- [Task directions]: The listing below must be returned in full and unchanged, without the images it carries.

== Segment start ==

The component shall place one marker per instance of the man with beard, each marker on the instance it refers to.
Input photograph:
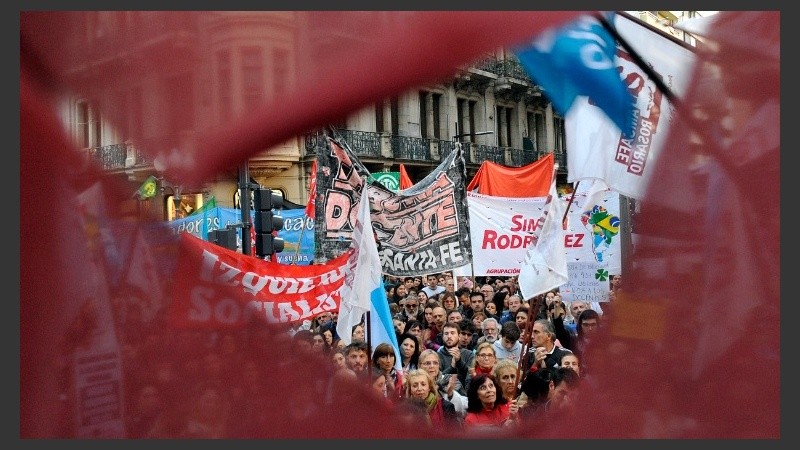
(454, 359)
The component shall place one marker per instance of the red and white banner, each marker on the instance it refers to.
(219, 288)
(501, 231)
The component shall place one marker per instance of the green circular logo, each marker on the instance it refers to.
(388, 180)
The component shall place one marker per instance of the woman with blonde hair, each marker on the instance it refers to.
(448, 385)
(421, 390)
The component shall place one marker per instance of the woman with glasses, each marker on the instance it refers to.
(409, 351)
(411, 309)
(383, 360)
(487, 407)
(448, 385)
(485, 359)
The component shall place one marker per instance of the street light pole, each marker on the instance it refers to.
(244, 205)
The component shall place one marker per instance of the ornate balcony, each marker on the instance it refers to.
(415, 149)
(411, 148)
(117, 156)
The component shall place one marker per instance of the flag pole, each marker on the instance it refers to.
(522, 366)
(571, 198)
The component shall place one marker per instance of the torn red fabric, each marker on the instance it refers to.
(531, 180)
(690, 348)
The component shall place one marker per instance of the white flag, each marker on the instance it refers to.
(545, 265)
(362, 273)
(596, 147)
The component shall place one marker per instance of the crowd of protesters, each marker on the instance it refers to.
(461, 359)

== Segment end ==

- [Problem solution]:
The component shall place one marker per instance of the man with beard, each marker on the instance it refers to.
Input photograph:
(454, 359)
The component shall place one marker per instance of the red and white banner, each marker on the instance it refers to.
(219, 288)
(501, 231)
The component shall place one marker per instance of the green circular logo, each marker on the instance it refers to.
(388, 180)
The component shall place one marker per instance of the woman with blonde hair, each marker on the instance it refers to.
(448, 385)
(421, 390)
The component shall place one marker per instance of the woman with glasses, each marker on the instance it refers to.
(409, 351)
(411, 309)
(383, 360)
(487, 407)
(448, 385)
(485, 359)
The component shall place one marker per instance of the street light pole, each marker on the instance it refers to.
(244, 205)
The component shall place one marker per instance of the ornate balcony, each marker on the instance it refers to.
(415, 149)
(411, 148)
(117, 156)
The component shall place one marker per instance of the flag pole, each marker on the instance it refers to.
(522, 366)
(571, 198)
The component shall place one marker per instance of the torn red fabric, each marker on the instance it refers to.
(531, 180)
(690, 348)
The component shall place one marker per instance of the white flag, each marker on the instance it refers to.
(545, 265)
(362, 273)
(596, 147)
The component shall place one marker per instance of the crowd of protesters, each marker on the instance it refers to.
(461, 359)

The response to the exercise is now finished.